──────── Material supplied ────────

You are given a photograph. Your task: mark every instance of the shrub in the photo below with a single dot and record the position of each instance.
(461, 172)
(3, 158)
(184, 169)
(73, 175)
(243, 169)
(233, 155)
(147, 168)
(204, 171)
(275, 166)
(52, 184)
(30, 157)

────────

Task prompt - Go through the data and copy each line exactly as it reads.

Response area -
You are given a photograph. Your task: mark every instance of the shrub in the photo below with a single dot and record the position of each instance.
(461, 172)
(3, 158)
(184, 169)
(73, 175)
(243, 169)
(233, 155)
(147, 168)
(204, 171)
(275, 166)
(52, 184)
(30, 157)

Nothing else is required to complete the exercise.